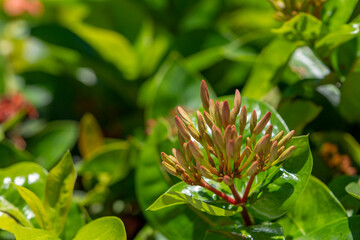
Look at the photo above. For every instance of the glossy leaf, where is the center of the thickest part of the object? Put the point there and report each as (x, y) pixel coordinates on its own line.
(261, 109)
(338, 185)
(11, 155)
(316, 200)
(28, 175)
(336, 13)
(74, 221)
(265, 72)
(58, 193)
(51, 143)
(307, 65)
(36, 206)
(152, 180)
(345, 141)
(298, 113)
(110, 159)
(160, 94)
(343, 228)
(334, 39)
(110, 228)
(283, 185)
(353, 189)
(109, 44)
(302, 27)
(90, 135)
(198, 197)
(255, 232)
(23, 233)
(7, 207)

> TO DO
Reproduce all of the data above word for word, omitting the pictures.

> TASK OUTPUT
Look at the photo above. For every instance of the glossy leaf, where is the center of the thickest part of the object? Put the point there and report each as (x, y) pixel coordinates on its own line.
(261, 109)
(338, 185)
(11, 155)
(316, 200)
(28, 175)
(336, 13)
(74, 221)
(265, 72)
(58, 193)
(51, 143)
(307, 65)
(36, 206)
(152, 180)
(345, 141)
(298, 113)
(110, 159)
(160, 94)
(343, 228)
(334, 39)
(110, 228)
(283, 185)
(353, 189)
(109, 44)
(302, 27)
(90, 135)
(198, 197)
(255, 232)
(23, 233)
(7, 207)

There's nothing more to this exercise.